**WORK TO COMPLETE:**
Transcribe the listing verbatim. Do not carry over any pictures.

[[ SUPPLIED DATA open ]]

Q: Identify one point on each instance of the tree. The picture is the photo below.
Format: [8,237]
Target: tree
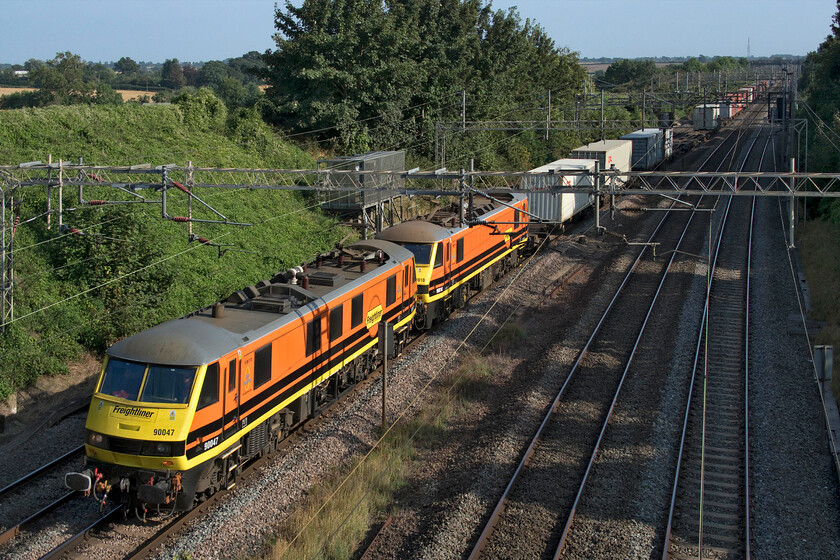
[172,75]
[126,65]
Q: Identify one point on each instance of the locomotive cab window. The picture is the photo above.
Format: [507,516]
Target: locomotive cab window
[167,384]
[422,252]
[262,365]
[210,389]
[232,376]
[122,379]
[391,289]
[356,314]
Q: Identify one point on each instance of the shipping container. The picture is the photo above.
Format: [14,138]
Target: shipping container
[706,117]
[358,200]
[608,153]
[648,147]
[554,206]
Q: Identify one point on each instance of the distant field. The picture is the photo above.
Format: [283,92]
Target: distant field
[127,94]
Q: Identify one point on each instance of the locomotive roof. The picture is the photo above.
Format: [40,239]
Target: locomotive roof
[416,231]
[249,314]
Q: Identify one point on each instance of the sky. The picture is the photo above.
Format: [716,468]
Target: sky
[201,30]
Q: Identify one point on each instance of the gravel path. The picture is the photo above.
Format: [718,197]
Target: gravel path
[795,494]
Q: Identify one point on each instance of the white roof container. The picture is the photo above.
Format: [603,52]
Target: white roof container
[648,147]
[706,116]
[608,153]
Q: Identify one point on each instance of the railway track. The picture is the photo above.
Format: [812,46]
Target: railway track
[32,497]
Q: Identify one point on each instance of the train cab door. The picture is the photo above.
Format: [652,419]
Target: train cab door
[230,424]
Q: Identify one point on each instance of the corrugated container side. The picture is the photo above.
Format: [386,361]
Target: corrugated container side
[609,152]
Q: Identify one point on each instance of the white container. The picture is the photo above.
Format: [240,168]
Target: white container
[608,153]
[705,117]
[554,206]
[648,147]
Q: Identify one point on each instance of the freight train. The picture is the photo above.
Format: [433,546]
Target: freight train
[709,115]
[180,408]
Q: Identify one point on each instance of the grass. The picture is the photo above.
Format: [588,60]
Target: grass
[819,245]
[339,511]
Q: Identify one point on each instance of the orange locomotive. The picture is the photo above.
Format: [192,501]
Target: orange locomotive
[452,258]
[180,406]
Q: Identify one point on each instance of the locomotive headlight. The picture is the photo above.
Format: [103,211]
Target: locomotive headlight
[157,448]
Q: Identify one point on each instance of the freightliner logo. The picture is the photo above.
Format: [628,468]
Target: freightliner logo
[132,411]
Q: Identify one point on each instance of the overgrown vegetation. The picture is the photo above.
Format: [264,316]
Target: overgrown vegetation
[820,240]
[819,244]
[360,75]
[131,269]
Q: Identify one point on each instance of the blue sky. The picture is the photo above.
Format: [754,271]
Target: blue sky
[196,30]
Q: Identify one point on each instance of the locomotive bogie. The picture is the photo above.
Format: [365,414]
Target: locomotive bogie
[452,260]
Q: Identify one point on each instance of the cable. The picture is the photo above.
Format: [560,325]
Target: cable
[380,116]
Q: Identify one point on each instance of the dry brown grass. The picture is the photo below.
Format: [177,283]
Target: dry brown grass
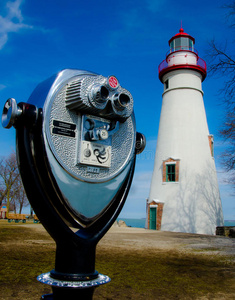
[157,274]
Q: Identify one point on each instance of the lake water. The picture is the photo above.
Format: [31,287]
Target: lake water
[140,223]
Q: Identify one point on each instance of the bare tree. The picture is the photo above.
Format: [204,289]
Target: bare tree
[11,185]
[222,63]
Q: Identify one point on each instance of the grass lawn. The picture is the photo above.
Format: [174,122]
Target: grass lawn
[25,253]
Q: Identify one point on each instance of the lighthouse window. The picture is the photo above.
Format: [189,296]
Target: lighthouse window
[170,172]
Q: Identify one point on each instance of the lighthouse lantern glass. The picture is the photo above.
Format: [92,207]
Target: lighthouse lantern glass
[181,43]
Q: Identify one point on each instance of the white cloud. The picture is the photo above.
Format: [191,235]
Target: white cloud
[12,22]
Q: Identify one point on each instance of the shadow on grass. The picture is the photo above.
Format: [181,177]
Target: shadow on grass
[25,253]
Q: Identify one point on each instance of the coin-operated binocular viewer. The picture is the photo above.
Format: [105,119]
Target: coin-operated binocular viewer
[76,145]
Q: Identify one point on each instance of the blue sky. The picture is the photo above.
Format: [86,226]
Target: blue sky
[128,39]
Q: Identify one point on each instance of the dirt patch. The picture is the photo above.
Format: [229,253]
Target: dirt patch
[142,264]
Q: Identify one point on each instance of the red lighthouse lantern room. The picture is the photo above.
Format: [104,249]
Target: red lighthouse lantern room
[182,55]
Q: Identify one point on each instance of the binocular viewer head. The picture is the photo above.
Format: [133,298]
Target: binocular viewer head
[99,96]
[85,126]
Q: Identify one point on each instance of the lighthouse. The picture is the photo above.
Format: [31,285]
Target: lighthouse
[184,194]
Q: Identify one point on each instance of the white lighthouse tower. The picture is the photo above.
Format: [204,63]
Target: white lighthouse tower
[184,194]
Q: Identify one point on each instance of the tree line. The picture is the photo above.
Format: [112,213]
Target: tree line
[11,187]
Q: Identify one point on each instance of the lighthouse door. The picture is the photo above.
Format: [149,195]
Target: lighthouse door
[153,218]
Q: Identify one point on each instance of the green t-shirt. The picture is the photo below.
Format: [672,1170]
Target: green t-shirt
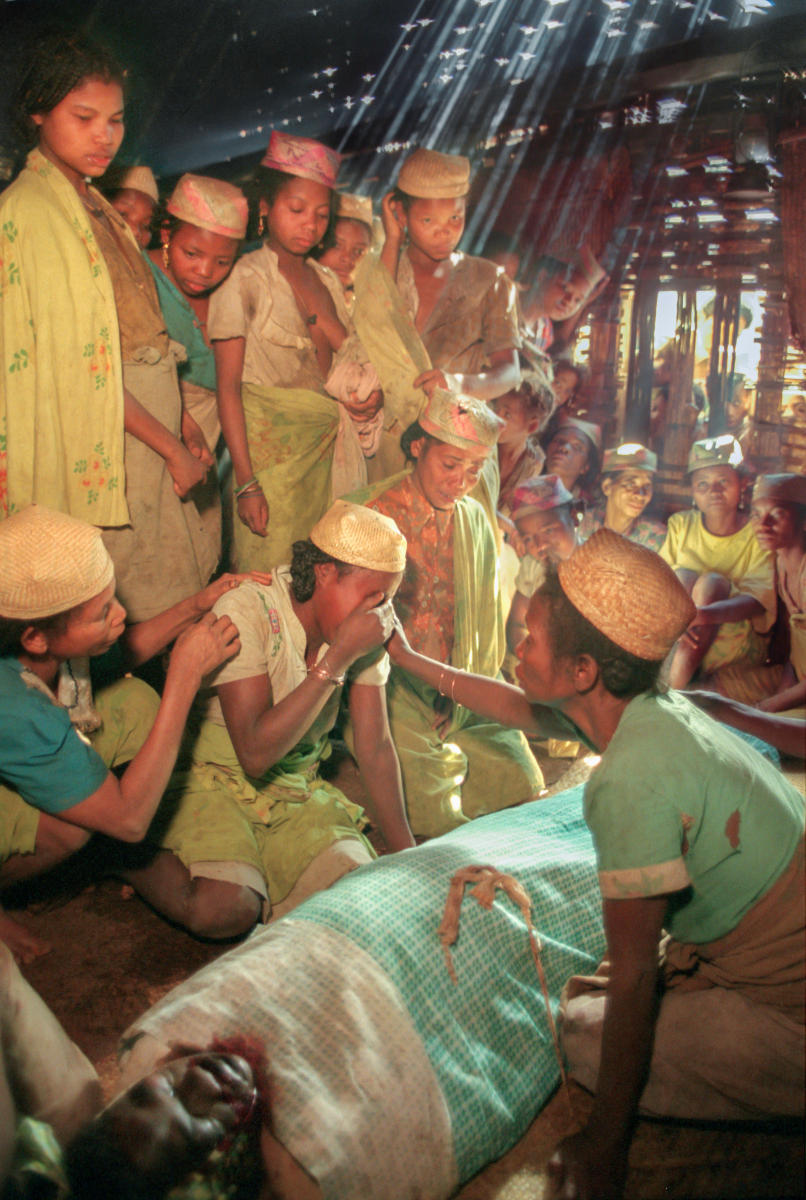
[680,804]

[[ SUPPLIED DATA closed ]]

**OUTPUT OF THE TASK:**
Q: Identify one point on each instance of the tree. The picture is the photo below.
Format: [8,237]
Target: tree
[172,75]
[126,65]
Q: Identify one point on each instance of the locomotive cab window. The picture is the photo above.
Format: [507,516]
Target: locomotive cab window
[167,384]
[422,252]
[262,365]
[210,389]
[232,376]
[122,379]
[391,289]
[356,314]
Q: Identify one point on each instance of the shipping container. The picture is the photo above.
Format: [14,138]
Target: shipping container
[706,117]
[358,200]
[608,153]
[648,147]
[554,206]
Q: Identify one point on each instance of the distant field. The picture is the photo above.
Format: [283,92]
Target: distant field
[127,94]
Q: Identify one point on each instance of the locomotive roof. The picture is the photo above.
Format: [40,239]
Target: locomotive roof
[416,231]
[249,314]
Q: Identify one point on each instance of the sky. The picture is the photo above.
Format: [716,468]
Target: sky
[201,30]
Q: Identify one point on each instance of the gravel path. The picture is the photo above.
Format: [718,197]
Target: gravel path
[795,494]
Q: Identify one point on each instance of the white roof container. The picture is the photo above.
Format: [603,52]
Target: white roof container
[648,147]
[706,116]
[608,153]
Q: Identify one point on each instance of the railway track. The picture is the photo above.
Format: [812,46]
Target: railway track
[32,497]
Q: Identify one point on each instance of the train cab door. The picture is the photo above.
Format: [652,419]
Target: train cab door
[230,424]
Q: Identify one point on each instance of the corrugated container side. The picture is the photo above.
Format: [386,361]
Target: corrugated container side
[609,152]
Q: Identify one point on each instance of the white container. The picture is the photo above.
Format: [240,168]
Target: white container
[608,153]
[705,117]
[554,206]
[648,147]
Q: Identify one point on each instance of the freight train. The picture is the photo above.
Format: [433,546]
Target: freight train
[709,115]
[180,408]
Q: Identify one point on each instance of the grass. The picture is the photo above.
Format: [588,60]
Target: grass
[819,245]
[339,511]
Q: Identify one point on each instance of the orange locomotive. The picture is the photo above.
Format: [192,501]
Target: orange locomotive
[452,258]
[180,406]
Q: Identify one point on each instance of the locomotive headlight. The picture is the photo above.
Format: [103,211]
Target: locomotive headlight
[157,448]
Q: Identify one point on each instance of the freightliner logo. The picture is the photo above.
Format: [628,468]
Target: freightliner logo
[132,411]
Q: Identify one point on each instance of the overgrown vegetation. The picture is the photo above.
Format: [264,316]
Target: overgrown vegetation
[820,240]
[819,244]
[360,75]
[131,269]
Q: Identify one point on each instance of the blue sky. The picture is the photo above.
Format: [754,271]
Target: blue sky
[196,30]
Q: Identify one point on each instance of the locomotive bogie. The picture is the photo above.
Format: [365,414]
Target: locomotive bogie
[452,260]
Q: Identify one point on each instance of the cable. The picture is the photo above.
Format: [560,325]
Target: cable
[380,116]
Q: Identify one point on each instance of the dry brown grass. The picture is the photo below.
Format: [177,283]
Target: dry brown grass
[157,274]
Q: Identify one point on each instance of the lake water. The picture is the photo above.
Format: [31,287]
Target: lake water
[140,223]
Q: Identify one point on each instance of the bare tree. The picture is the photo above.
Format: [204,289]
Target: bare tree
[11,185]
[222,63]
Q: Identify one point on each instance of the grass lawn. The picture is the photo above.
Format: [174,122]
Target: grass lawn
[25,253]
Q: Identify one point on each instance of the lighthouse window. The picture is the photo above.
Format: [189,296]
Target: lighthouse window
[170,172]
Q: Identify one point on each instance of the lighthouse lantern glass. The picture is the photo above.
Format: [92,207]
Target: lighthouse lantern glass
[181,43]
Q: Identify one point on each instance of the white cloud. The picture is the photo above.
Format: [191,235]
Target: white cloud
[12,22]
Q: Identify one point on each instance of the shadow on grass. The picture is the photo above.
Format: [181,177]
Target: shadow on grass
[25,253]
Q: Identify one point on each instance of the coin-operated binocular viewer. The picture is the photo above.
Format: [105,119]
Target: coin-operated binocular viewer
[76,145]
Q: Identify one point on each instance of the blue sky. The picture is the photo above.
Format: [86,226]
Target: blue sky
[128,39]
Q: Identify one point on each instance of the dirt patch. The picture is the photo above.
Format: [229,253]
Target: dirt patch
[142,264]
Q: Identify one point on each instance of the red lighthouse lantern room. The picture is the photo above.
Format: [104,249]
Target: red lighthouse lantern room
[182,55]
Q: Identify one point on each instance of the binocular viewer head. The picture is the photo above.
Format: [133,298]
Target: binocular viewer head
[99,96]
[85,126]
Q: Identify one point on each instance of the lighthouse. The picture is the photo above.
Format: [31,285]
Target: lighthouse
[184,194]
Q: Identify one point on each instance of the white lighthouse tower. The picture is the photo above.
Format: [204,63]
Target: white lighthouse tower
[184,194]
Q: Identify one point on each instance of the tree line. The picture is the photo above.
Format: [112,213]
Target: tree line
[11,187]
Q: Identify one point on each instance of the lighthouse door. The picture is the photo above.
Format: [149,195]
Target: lighthouse door
[153,218]
Q: Identify one point on each instance of the green t-shirt. The picture is the photo below.
Format: [672,1170]
Target: green t-shirt
[680,804]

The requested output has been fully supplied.